Novartis AG Takes on Amgen With Launch of the First U.S. Biosimilar

Published: Sep 04, 2015

Novartis Takes on Amgen With Launch of the First U.S. Biosimilar
September 3, 2015
By Alex Keown, Breaking News Staff

ZURICH – Novartis AG will launch the first approved biosimilar in the United States after a U.S. court denied Amgen ’s appeals to block sales of the drug, which is a “copycat” version of that company’s blockbuster treatment Neupogen.

By offering Zarxio at a price point 15 percent below Neupogen, Novartis and its biosimilar subsidiary Sandoz, Inc. are looking to take a big chunk of the $1.2 billion the drug raked in last year.

“With the launch of Zarxio, we look forward to increasing patient, prescriber and payor access to filgrastim in the U.S. by offering a high-quality, more affordable version of this important oncology medicine,” Richard Francis, the global head of Sandoz said in a statement.

Novartis’ Zarxio, which is manufactured by its subsidiary Sandoz, was approved under the biosimilars pathway established by the Biologics Price Competition and Innovation Act. Data has shown Zarxio had “no clinically meaningful differences to the US-licensed reference product,” the company said. During the head-to-head PIONEER study between Zarxio and Neupogen, both products produced the expected reduction in the duration of severe neutropenia in cancer patients undergoing myelosuppressive chemotherapy (1.17 and 1.20 days for Zarxio and the reference product, respectively). The mean time to absolute neutrophil count recovery in cycle 1 was also similar (1.8 days ± 0.97 in ZARXIO arm vs 1.7 days ± 0.81 in reference product arm). No immunogenicity or antibodies against rhG-CSF were detected throughout the study. Neutropenia, the condition both drugs treat, happens when common white blood cells, neutrophils, dip below healthy levels, most commonly due to cancer treatment or advanced HIV/AIDS.

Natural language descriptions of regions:
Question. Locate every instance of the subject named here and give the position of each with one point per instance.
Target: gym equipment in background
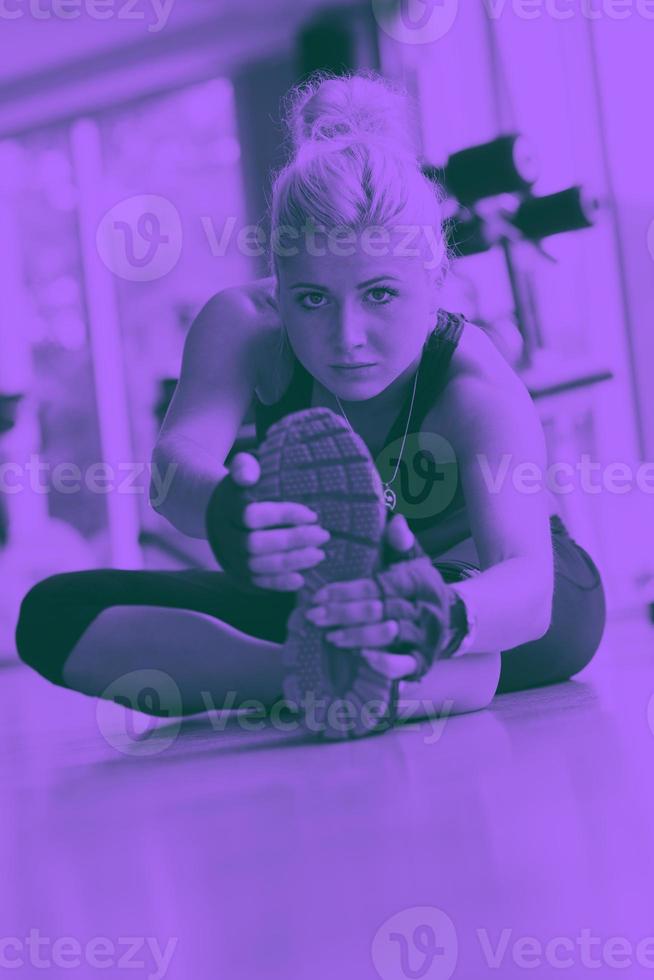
(507, 166)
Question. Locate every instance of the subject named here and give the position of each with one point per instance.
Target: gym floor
(519, 837)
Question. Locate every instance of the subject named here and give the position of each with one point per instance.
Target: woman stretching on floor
(506, 599)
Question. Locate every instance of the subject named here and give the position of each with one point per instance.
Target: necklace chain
(389, 495)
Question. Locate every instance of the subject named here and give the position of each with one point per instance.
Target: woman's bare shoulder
(253, 306)
(477, 371)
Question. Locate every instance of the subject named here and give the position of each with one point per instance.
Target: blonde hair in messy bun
(353, 162)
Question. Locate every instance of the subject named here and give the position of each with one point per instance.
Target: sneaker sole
(313, 458)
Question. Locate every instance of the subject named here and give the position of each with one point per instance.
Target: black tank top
(428, 491)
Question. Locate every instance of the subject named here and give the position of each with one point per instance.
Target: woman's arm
(500, 447)
(219, 374)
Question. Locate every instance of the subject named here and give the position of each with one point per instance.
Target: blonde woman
(451, 580)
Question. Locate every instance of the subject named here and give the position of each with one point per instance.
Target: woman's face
(356, 308)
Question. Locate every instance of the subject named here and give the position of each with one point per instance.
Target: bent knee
(49, 621)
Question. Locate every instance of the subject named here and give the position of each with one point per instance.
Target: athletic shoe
(314, 458)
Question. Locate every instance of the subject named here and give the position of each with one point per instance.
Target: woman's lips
(351, 368)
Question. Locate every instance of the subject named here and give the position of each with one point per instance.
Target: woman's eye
(385, 292)
(311, 306)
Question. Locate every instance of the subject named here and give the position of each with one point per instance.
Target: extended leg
(86, 629)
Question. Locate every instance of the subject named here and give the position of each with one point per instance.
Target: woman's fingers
(285, 561)
(356, 588)
(245, 470)
(360, 611)
(393, 665)
(267, 542)
(374, 635)
(289, 582)
(398, 534)
(272, 513)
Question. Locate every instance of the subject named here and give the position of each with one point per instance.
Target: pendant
(389, 497)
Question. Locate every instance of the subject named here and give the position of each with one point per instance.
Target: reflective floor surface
(510, 842)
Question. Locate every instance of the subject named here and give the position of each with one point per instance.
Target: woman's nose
(349, 331)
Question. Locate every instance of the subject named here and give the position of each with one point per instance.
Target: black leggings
(57, 610)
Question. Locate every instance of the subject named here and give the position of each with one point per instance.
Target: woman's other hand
(266, 543)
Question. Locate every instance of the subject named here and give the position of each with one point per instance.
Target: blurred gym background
(163, 122)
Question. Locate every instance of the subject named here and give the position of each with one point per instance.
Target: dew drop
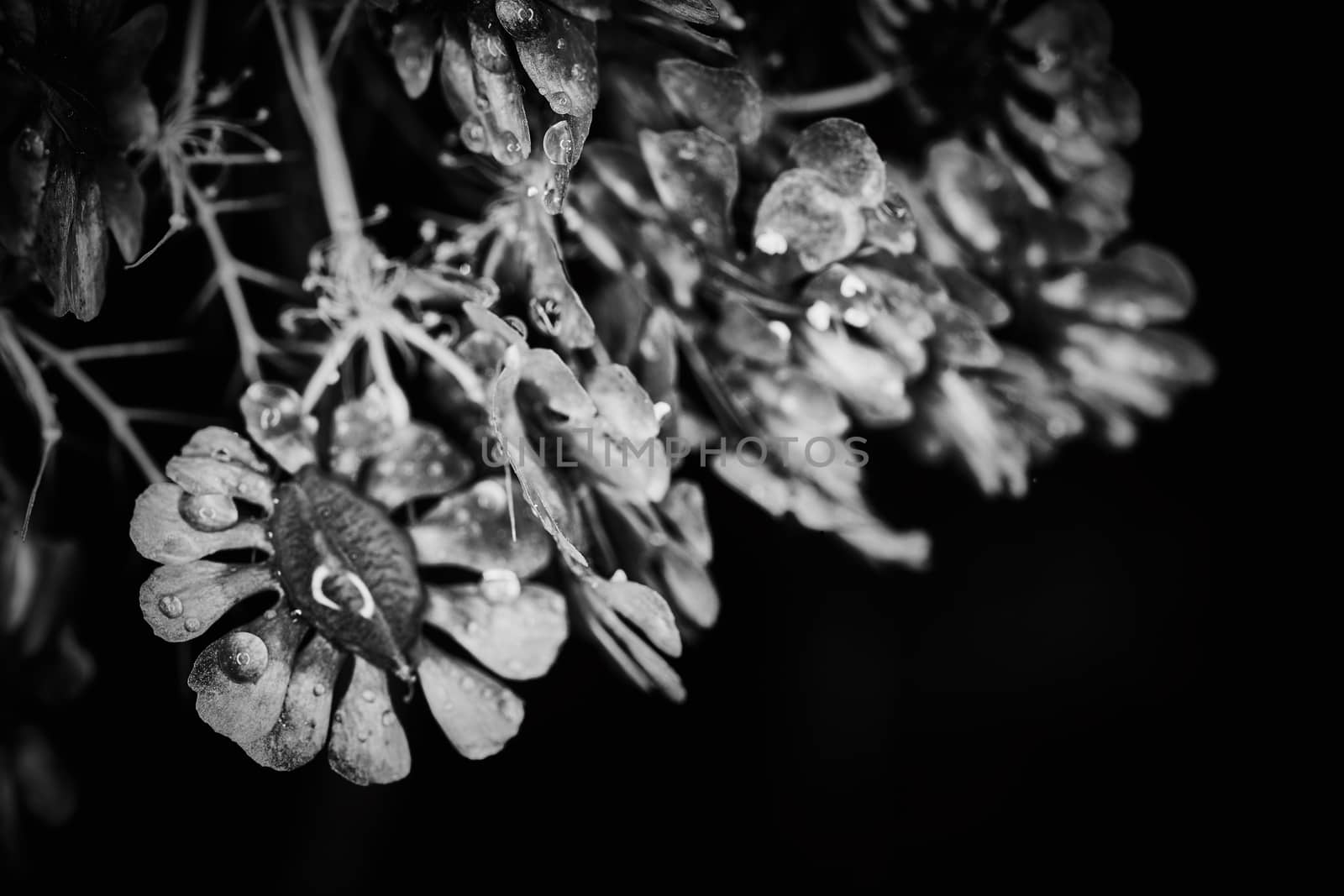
(561, 102)
(772, 244)
(474, 136)
(501, 584)
(558, 143)
(544, 312)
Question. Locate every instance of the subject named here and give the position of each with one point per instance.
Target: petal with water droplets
(696, 174)
(183, 600)
(842, 150)
(241, 680)
(803, 214)
(207, 476)
(304, 720)
(476, 712)
(161, 533)
(470, 530)
(517, 636)
(413, 50)
(222, 445)
(367, 741)
(276, 422)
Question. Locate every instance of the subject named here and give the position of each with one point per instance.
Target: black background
(1062, 689)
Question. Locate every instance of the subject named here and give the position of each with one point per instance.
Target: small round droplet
(561, 102)
(501, 584)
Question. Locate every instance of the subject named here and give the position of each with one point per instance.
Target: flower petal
(222, 445)
(369, 745)
(160, 533)
(514, 633)
(685, 510)
(696, 174)
(304, 720)
(276, 421)
(727, 101)
(241, 680)
(801, 212)
(842, 150)
(472, 530)
(476, 712)
(181, 600)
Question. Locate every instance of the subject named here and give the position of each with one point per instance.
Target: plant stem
(118, 421)
(333, 176)
(230, 284)
(837, 98)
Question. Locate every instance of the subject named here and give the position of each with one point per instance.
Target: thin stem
(118, 421)
(327, 369)
(400, 410)
(228, 275)
(460, 369)
(347, 15)
(37, 390)
(128, 349)
(333, 176)
(837, 98)
(188, 80)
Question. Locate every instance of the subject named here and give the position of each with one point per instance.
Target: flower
(351, 586)
(74, 107)
(781, 342)
(554, 45)
(1032, 81)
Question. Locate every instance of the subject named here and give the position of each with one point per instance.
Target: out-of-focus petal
(727, 101)
(181, 600)
(842, 150)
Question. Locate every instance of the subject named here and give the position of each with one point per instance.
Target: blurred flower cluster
(467, 425)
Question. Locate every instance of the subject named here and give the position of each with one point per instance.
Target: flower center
(349, 569)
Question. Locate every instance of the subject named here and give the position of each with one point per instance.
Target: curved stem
(118, 423)
(835, 98)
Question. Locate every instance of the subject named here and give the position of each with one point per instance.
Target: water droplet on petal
(501, 584)
(558, 144)
(561, 102)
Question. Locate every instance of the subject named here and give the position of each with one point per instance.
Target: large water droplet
(558, 144)
(242, 658)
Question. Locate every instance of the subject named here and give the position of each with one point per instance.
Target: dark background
(1063, 689)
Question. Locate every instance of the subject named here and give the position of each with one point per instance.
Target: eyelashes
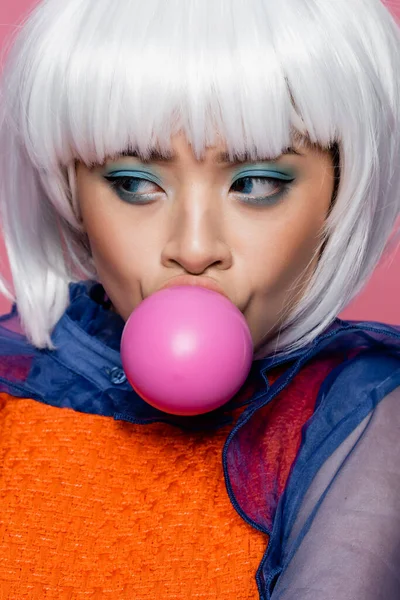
(260, 188)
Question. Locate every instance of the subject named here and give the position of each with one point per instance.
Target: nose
(196, 237)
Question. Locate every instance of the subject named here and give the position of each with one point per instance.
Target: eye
(262, 190)
(133, 188)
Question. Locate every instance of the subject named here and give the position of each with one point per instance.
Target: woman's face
(254, 228)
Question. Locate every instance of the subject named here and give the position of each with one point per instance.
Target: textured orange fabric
(96, 508)
(93, 508)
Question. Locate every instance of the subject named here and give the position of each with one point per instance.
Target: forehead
(217, 153)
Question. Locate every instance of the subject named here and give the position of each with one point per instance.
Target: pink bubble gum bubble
(186, 350)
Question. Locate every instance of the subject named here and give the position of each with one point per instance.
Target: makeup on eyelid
(119, 174)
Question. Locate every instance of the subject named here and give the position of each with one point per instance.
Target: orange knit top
(93, 508)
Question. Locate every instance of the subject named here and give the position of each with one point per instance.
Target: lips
(204, 282)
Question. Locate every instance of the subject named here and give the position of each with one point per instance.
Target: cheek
(289, 244)
(119, 248)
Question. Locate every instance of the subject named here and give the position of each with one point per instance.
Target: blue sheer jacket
(335, 532)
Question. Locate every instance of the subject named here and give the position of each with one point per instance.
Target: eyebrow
(155, 155)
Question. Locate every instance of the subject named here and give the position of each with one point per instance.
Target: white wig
(88, 79)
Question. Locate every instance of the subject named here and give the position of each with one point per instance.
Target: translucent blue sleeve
(345, 544)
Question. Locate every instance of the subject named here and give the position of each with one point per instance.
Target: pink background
(380, 299)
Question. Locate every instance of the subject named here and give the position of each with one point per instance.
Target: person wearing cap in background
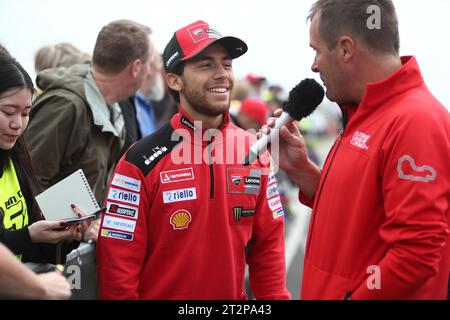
(252, 114)
(256, 82)
(76, 122)
(186, 229)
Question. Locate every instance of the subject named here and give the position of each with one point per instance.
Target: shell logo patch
(180, 219)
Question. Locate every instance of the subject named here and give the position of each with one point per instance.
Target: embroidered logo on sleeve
(180, 219)
(360, 140)
(408, 170)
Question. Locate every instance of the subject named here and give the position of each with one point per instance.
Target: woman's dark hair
(13, 75)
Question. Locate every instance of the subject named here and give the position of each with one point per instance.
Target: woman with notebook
(22, 227)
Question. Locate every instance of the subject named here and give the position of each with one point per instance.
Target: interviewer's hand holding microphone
(293, 155)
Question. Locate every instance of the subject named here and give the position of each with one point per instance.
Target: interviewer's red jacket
(379, 228)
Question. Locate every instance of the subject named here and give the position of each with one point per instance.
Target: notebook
(75, 189)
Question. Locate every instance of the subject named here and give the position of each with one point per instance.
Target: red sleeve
(122, 239)
(266, 255)
(305, 200)
(415, 180)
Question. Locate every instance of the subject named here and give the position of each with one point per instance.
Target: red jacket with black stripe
(379, 228)
(177, 227)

List of tasks:
- 1) According to the Zarxio article, what cleared the way for Novartis to launch the first approved biosimilar in the United States? Answer in one to three sentences.
- 2) Pick up the article on the Zarxio biosimilar launch right after its last sentence and keep writing it.

Your responses:
- 1) A U.S. court denied Amgen's appeals to block sales of Zarxio, which is a "copycat" version of Amgen's blockbuster treatment Neupogen. With those appeals denied, Novartis could go ahead with the launch.

- 2)
That data was enough for the FDA to issue its historic ruling on biosimilars, a move many insurers have called for to drive down health care costs. Zarxio was approved by the U.S. Food and Drug Administration in March, the first biosimilar in the country. Marketed as Zarzio outside of the US, the Sandoz biosimilar filgrastim is available in more than 60 countries worldwide.

Amgen sought to protect its revenue stream by blocking the sale of Zarxio in the United States. In July a U.S. appeals court ruled that Novartis had to wait until Sept. 2 to launch its biosimilar of Amgen’s.

Biosimilars, which are made inside a living cell, are always uniquely different in composition, which differentiates them from generic drugs, which are exact replicas of other drugs. They have been widely available in Europe since 2006, but the FDA was only granted the right to review and approve them when Obamacare was passed in 2010.

Some see biosimilars as a threat to the profit margin of pharmaceutical companies. Citigroup analysts have predicted a transfer of at least $110 billion of value from innovator companies to copycat producers in the next decade, Reuters said. Express Scripts Inc., a manager of drug benefit plans in the U.S., estimated the U.S. could save $250 billion over a 10 year span of 2014 and 2024 if 11 of the likeliest biosimilars reach the market, Reuters said.

A 300 microgram syringe of Zarxio is expected to cost $275.66 and the 480 mcg version is expected to have a wholesale cost of $438.98, Reuters said. Wholesale price points for Neupogen are $324.30 and $516.45 for the same syringe formulations, Reuters said.